Begin DATA FOR THIS TASK

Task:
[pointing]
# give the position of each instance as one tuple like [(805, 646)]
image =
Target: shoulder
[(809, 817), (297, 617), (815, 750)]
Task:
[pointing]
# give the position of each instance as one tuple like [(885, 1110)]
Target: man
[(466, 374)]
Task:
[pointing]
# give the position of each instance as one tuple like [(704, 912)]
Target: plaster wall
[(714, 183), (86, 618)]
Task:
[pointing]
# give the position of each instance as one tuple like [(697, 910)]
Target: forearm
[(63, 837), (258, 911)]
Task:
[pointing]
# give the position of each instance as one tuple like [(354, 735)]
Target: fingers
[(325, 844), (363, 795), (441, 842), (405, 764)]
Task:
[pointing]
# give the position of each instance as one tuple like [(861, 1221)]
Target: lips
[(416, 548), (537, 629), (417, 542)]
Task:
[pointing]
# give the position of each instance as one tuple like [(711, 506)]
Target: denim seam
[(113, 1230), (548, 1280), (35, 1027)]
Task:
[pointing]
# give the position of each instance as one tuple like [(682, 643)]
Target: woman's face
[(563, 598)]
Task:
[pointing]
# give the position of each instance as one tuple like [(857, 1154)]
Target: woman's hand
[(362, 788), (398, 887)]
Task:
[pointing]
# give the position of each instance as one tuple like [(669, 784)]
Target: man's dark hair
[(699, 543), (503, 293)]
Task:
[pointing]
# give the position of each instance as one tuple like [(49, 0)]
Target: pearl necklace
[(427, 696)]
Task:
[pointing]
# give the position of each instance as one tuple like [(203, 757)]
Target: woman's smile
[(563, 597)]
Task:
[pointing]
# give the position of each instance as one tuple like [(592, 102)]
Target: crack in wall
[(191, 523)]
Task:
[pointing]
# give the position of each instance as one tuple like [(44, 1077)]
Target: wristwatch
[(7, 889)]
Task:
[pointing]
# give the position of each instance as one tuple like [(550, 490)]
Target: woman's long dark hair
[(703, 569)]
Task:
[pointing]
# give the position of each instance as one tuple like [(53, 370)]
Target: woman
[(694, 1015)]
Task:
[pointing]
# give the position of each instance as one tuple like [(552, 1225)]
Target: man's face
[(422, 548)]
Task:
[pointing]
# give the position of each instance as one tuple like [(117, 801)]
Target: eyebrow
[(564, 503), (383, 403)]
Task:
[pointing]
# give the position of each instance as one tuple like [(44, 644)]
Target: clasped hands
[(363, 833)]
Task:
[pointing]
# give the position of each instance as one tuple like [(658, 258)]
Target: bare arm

End DATA FOR THIS TASK

→ DIRECTIVE: Please count the lines in the items above that contain the string "woman", with case mattering, and give only that number.

→ CORRECT RESULT: 5